- Document extract:
Filed under: Peace Corps Romania | Tags: Botanic Gardens, Bucharest, București, Coltea, Lipscani, local's tour, lullaby, National Theatre, Parcul Cișmigiu, Peace Corps, Phoenix, Romania, Universitate, ZB
I haven’t always been kind to Romania’s capital city, București (Buc.), in my past posts.
I had found the city unwelcoming, dirty, and over-crowded. Aside from Lipscani, I hadn’t really found any good places to pass time while in the city. Thereby, I made my visits as short as possible, and I made my distaste for the capital well known.
Recently, a close friend, Phoenix, took issue with this. Phoenix was born in Buc., and has lived there her entire life. When another friend, ZB, and I remarked on why we didn’t like the place, Phoenix took to its defense and had this to say:
Bucharest is a bustling city, filled with life. Unlike other cities that have been turned into museums for the sole purpose of attracting tourists, Bucharest is not trapped in time. Its beauty lies in the fact that it has a heart of its own.

- Supplied information:
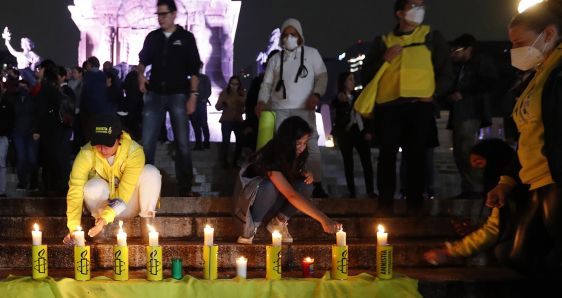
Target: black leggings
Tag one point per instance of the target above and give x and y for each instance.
(538, 240)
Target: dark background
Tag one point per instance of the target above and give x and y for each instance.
(329, 25)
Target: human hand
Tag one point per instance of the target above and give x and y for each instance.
(436, 256)
(312, 102)
(331, 226)
(392, 52)
(100, 224)
(142, 83)
(308, 178)
(68, 239)
(259, 108)
(496, 196)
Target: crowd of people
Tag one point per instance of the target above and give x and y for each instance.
(112, 127)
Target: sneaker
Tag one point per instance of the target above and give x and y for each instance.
(244, 240)
(276, 225)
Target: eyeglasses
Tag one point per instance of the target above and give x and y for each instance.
(162, 14)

- Tasks and exercises:
A. In the post about Bucharest, what is the one place in the city where the writer had found good ways to pass time?
B. Repeat the passage from the post about Bucharest, starting with "I had found" and going on through "of its own.".

- Outputs by task:
A. Lipscani.

B.
I had found the city unwelcoming, dirty, and over-crowded. Aside from Lipscani, I hadn’t really found any good places to pass time while in the city. Thereby, I made my visits as short as possible, and I made my distaste for the capital well known.
Recently, a close friend, Phoenix, took issue with this. Phoenix was born in Buc., and has lived there her entire life. When another friend, ZB, and I remarked on why we didn’t like the place, Phoenix took to its defense and had this to say:
Bucharest is a bustling city, filled with life. Unlike other cities that have been turned into museums for the sole purpose of attracting tourists, Bucharest is not trapped in time. Its beauty lies in the fact that it has a heart of its own.